* [What is required]:
Report how many lines in the records below contain the word "glass", giving only the number.

* [Recorded data]:
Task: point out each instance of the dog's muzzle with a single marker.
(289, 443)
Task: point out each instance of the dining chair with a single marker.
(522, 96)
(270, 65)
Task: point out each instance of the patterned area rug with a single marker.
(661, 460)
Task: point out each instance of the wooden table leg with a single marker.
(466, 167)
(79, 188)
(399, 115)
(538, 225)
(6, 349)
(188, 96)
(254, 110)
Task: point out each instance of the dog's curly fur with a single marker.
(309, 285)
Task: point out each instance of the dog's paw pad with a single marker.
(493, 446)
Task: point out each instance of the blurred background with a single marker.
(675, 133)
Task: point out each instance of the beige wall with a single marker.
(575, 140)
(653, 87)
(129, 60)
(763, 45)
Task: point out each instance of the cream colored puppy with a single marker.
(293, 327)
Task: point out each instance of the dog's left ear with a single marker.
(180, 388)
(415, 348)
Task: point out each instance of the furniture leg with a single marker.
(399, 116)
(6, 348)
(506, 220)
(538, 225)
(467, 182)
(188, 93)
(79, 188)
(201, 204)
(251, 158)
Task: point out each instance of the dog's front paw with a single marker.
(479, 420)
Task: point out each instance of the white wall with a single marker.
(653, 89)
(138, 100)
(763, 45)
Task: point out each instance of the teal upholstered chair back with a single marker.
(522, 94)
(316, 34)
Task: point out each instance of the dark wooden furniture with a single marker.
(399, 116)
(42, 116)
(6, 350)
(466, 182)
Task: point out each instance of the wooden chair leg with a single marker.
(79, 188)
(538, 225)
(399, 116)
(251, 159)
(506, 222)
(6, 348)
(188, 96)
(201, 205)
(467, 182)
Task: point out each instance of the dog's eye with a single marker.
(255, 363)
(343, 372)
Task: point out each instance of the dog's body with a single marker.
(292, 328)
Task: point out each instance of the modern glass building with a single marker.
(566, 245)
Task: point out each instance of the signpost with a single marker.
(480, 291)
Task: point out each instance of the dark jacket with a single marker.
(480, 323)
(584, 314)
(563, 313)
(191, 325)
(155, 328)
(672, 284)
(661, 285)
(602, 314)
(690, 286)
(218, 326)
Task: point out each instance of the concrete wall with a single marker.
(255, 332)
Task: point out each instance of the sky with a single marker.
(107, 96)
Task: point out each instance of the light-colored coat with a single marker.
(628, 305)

---

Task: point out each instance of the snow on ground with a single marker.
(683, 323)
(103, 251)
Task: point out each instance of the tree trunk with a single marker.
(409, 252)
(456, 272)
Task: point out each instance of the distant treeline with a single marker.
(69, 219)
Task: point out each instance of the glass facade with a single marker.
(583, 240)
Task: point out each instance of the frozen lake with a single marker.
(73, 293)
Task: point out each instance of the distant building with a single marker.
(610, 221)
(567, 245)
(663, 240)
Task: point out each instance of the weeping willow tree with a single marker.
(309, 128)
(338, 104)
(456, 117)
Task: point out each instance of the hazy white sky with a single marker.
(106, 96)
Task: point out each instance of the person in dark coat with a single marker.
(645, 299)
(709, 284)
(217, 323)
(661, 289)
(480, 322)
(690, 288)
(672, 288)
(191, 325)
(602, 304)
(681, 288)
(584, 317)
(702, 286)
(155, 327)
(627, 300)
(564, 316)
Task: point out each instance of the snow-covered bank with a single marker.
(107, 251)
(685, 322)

* * *

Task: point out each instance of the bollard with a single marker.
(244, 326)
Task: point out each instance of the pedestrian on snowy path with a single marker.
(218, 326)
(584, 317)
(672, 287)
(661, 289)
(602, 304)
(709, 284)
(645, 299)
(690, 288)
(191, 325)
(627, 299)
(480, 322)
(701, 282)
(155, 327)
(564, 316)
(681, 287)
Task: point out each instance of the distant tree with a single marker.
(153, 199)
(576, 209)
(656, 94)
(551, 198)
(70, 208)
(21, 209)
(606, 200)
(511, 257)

* [Solution for this exercise]:
2